Work required
How many of the lines below contain the string "treadmill"? Reply with the number alone.

Material for this exercise
# # # #

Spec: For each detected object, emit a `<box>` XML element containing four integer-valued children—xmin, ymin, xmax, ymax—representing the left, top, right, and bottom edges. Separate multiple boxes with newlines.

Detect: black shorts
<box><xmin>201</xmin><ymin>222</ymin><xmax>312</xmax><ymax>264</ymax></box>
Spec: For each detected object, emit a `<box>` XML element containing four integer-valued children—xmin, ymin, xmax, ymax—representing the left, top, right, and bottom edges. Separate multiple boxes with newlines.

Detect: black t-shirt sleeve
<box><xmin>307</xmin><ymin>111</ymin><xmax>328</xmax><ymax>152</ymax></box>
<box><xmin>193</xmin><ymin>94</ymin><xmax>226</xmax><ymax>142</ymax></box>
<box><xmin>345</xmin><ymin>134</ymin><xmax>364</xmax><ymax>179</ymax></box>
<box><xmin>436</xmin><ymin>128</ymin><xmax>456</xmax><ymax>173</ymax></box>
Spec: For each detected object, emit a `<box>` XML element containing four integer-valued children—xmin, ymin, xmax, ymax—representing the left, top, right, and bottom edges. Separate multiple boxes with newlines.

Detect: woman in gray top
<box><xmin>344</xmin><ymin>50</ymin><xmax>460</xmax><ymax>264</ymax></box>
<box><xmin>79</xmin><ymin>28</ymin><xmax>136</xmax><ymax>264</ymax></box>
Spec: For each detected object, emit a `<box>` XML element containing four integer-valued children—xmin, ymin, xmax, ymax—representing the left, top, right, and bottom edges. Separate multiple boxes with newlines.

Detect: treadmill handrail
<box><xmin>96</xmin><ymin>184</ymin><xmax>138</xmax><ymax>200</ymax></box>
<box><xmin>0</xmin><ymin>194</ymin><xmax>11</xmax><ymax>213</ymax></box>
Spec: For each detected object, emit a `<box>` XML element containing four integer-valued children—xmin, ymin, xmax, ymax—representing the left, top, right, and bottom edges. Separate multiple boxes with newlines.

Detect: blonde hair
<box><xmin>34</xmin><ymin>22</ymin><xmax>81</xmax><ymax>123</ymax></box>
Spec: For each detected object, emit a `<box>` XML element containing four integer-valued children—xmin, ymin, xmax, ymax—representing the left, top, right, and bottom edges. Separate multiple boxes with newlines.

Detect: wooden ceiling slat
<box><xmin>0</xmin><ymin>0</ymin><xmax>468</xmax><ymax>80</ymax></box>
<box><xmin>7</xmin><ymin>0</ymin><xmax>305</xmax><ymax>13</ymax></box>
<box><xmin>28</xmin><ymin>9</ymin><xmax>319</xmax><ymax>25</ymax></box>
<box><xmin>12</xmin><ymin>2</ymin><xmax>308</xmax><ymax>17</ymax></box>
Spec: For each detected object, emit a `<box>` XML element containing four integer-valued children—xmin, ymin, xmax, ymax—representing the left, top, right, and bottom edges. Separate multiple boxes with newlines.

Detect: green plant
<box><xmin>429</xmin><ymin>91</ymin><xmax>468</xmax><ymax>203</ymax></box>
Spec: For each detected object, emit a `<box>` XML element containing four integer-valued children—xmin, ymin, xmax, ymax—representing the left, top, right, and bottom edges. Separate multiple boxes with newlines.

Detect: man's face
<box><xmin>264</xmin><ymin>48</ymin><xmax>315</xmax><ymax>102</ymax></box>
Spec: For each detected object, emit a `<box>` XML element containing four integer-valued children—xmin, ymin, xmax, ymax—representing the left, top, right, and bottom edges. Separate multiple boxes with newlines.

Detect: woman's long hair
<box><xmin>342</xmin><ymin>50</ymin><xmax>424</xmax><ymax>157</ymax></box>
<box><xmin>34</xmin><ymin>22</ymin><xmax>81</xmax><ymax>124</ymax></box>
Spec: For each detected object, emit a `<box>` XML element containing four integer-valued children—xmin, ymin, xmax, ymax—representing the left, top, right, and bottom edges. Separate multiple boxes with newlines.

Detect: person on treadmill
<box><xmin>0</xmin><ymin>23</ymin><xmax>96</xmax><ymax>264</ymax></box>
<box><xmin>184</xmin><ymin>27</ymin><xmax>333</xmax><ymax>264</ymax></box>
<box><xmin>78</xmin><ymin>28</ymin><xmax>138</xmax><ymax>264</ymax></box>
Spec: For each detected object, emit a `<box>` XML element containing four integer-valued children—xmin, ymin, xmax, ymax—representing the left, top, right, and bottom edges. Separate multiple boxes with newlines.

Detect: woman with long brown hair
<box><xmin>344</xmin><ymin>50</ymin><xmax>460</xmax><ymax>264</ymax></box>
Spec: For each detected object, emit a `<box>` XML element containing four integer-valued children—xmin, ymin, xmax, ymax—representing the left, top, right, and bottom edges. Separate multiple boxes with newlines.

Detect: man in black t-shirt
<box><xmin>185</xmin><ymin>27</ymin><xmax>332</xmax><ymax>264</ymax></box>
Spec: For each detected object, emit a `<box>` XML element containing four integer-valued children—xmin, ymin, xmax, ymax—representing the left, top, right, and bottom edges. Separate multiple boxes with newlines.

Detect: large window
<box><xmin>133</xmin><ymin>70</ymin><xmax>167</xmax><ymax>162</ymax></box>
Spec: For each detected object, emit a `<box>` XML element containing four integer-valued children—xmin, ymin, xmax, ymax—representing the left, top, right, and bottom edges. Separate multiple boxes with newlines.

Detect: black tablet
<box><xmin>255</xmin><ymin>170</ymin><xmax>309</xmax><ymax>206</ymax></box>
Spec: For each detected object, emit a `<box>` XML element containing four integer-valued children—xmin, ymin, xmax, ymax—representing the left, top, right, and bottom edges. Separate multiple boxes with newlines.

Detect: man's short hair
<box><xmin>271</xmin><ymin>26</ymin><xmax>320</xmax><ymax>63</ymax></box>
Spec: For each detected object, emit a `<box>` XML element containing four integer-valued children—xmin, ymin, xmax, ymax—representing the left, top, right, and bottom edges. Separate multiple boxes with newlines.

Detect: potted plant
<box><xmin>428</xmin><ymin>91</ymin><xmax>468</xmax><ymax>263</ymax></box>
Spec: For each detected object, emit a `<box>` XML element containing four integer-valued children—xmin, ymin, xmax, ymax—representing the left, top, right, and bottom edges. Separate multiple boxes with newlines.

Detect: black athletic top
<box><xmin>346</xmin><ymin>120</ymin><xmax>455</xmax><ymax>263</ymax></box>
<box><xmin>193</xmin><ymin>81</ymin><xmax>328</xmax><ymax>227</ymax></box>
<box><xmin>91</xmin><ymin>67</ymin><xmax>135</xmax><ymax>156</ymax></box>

# # # #

Final result
2